— Check your understanding —
- A) In the baby registry article, why should a newborn's clothes come off without going over the head? Answer in one to three sentences.
- B) Answer these questions about the baby registry article, one line per answer:
(i) How many children does the writer have?
(ii) What does the writer advise if you can get a bouncer or wipe warmer from a friend?
(iii) At what point are sleep sacks useful?
- C) Go on with the baby registry article from where it stops.

BEGIN Text for analysis

Forget the Cookie Cutter Registries, Here’s What You’ll Really Need Those First 6 Months to a Year.

Creating a registry is a lot of pressure. How are we supposed to know what and how much we need when we haven’t done this before? As a mom of three, I can assure you that so many of the things we are told we need, we don’t. Sometimes those things even make life more complicated. 

Before you load your registry up with items you may never use, consider these things:

  • What is your due date and what weather will your baby experience in those first 6 months? (If you’re in the northeast and approaching winter, clearly you’ll need a few items that someone delivering in warm weather will not.)
  • What is your budget and what is the budget of those who will be gifting you the items you’re registering for?
  • Will you be nursing and/or pumping?
  • Have you tapped into your mommy network yet? (So many items are perfect to be handed down and if you can get a bouncer or wipe warmer from a friend, do it!) 

Some of the must-haves that I could not live without for the first 6 months to a year:

Blankets Blankets Blankets (and sleep sacks)

You will need plenty of these. Those hospital blankets are somehow the perfect size for swaddling, tummy time, cleaning, and using as a burp cloth so grab as many as you can. Lightweight blankets are also great for draping over the stroller or car seat to block the sun, providing privacy as you nurse in public or protecting the baby from a hot car seat buckle.

You don’t need to spend money on expensive swaddling blankets or floor mats. Simple, flat, cotton, and easy to wash blankets are best, and just have enough to cover the poop explosions and spit up messes that you know are coming. 

Sleep sacks are great once your baby graduates from a swaddle. I highly recommend having a few in your rotation.

Clothes…but don’t go crazy.

Depending on your climate, you’ll have a different range of clothing needs but for practical purposes, your newborn will end up in pretty simple onesies most of the time. (It all comes down to easy bum access.) If there’s an accident, you want something that can be removed without spreading that mess all over your baby so easy on and off without having to go over his or her head is key and machine washable is a must. I’d invest in plenty of simple, cotton onesies that either button at the bottom or up the belly – just get a variety of sizes. Most children won’t stay in the newborn size long (if at all) and they grow so quickly so size up! (If it has too many buttons or has to be hand washed, save yourself the trouble.)

END Text for analysis
BEGIN Data extract

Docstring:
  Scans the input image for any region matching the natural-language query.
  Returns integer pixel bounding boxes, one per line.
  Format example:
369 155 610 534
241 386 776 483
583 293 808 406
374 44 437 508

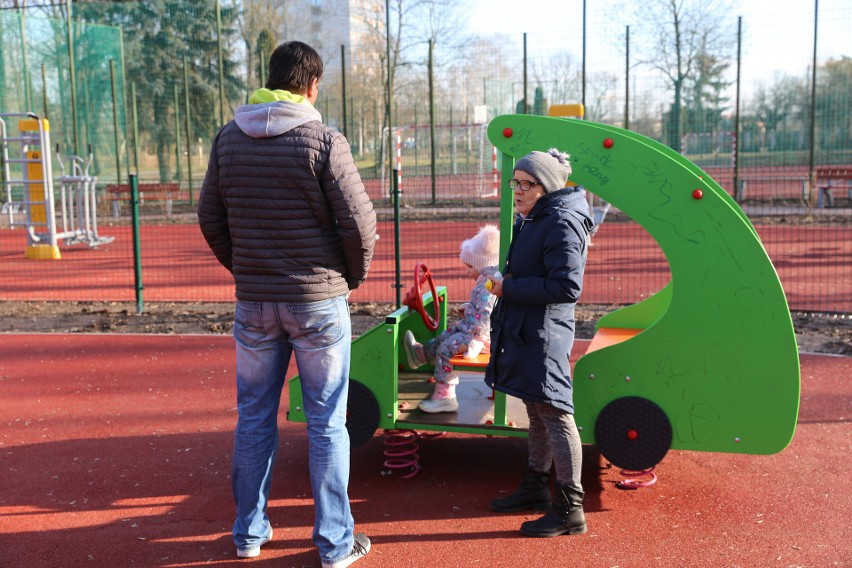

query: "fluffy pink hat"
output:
459 225 500 272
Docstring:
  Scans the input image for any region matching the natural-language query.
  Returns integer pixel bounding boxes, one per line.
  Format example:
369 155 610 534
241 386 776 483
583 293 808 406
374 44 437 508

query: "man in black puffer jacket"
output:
198 41 376 568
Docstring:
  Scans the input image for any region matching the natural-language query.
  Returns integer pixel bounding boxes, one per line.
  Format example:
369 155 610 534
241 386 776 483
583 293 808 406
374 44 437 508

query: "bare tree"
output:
636 0 736 149
239 0 287 92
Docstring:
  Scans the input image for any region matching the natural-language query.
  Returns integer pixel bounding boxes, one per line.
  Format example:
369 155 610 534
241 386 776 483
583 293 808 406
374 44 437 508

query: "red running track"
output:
0 335 852 568
0 221 852 313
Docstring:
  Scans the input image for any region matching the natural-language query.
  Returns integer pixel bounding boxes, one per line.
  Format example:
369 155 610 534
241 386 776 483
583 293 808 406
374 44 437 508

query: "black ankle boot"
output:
491 467 550 513
521 486 586 536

END Data extract

— Answers to the tasks —
- A) If there's an accident, you want to remove the clothing without spreading the mess all over the baby. That is why easy on-and-off without going over the head is key.

- B)
(i) Three.
(ii) Do it.
(iii) Once the baby graduates from a swaddle.

- C)
If you’re in a cold climate, invest in a car seat muff. Most newborns will be in their newborn car seat for months – either latched into a stroller to be pushed or carried to and from the car. The muff is like a little cocoon for the baby and will save you tons of time because you can keep the baby pretty lightly dressed but know they will be nice and warm inside there. It’s a cost-effective and convenient way to avoid expensive and difficult to manage (and clean) one-piece snowsuits.

Bottles, Pumps, Storage Bags…oh my

Yes, you need a bunch of these. But keep it simple. For example, you don’t need a sanitizer machine. A pot and some boiling water are the perfect sanitization device.

Avoid spending money on too many teethers, or pacifiers too. Your child may or may not like the first one you give her so try one at a time and give her a few chances to accept it before you buy another brand. 

Seated Bouncer

This is a great thing to get from a friend and if not, definitely add it to your list.  A seated bouncer provides your baby a solid leg workout once they get to 6 months or so and it was the only way I took a shower when I didn’t have help. I’d move that bouncer in the bathroom and let my son work those chunky thighs while I lathered and watched him from the tub.

Splurge on Safety 

As always, safety is most important so if you are spending more money on anything, do it on a reliable baby monitor, thermometer, smoke and Carbon Monoxide detector, and some baby-proofing materials like electrical plug covers. You can likely skip all the kits and corner protectors. I found it way more efficient and it gave me more peace of mind to keep my little ones safely contained and entertained on a mat inside a small baby enclosure. But once he or she starts crawling and pulling himself up, absolutely secure that furniture to the wall. 

A few other things I couldn’t live without:

  • Baby gates 
  • Desitin and Aquaphor (Tubes, not tubs. Tubs are germ magnets, especially when you’re using them on little bums.)
  • Wipe warmer
  • Boppy or other nursing pillow
  • Dishwasher basket for bottle parts
  • Appropriate carriage for your lifestyle (and accessories – attached hand muffs/warmers were a game changer while pushing a stroller through an NYC winter.)
  • Diaper Dekor or trash can with a cover 

It can all be overwhelming but the best advice I received is to focus on the necessities and think about what is most important to you. Use your mama network, and listen to your maternal instincts.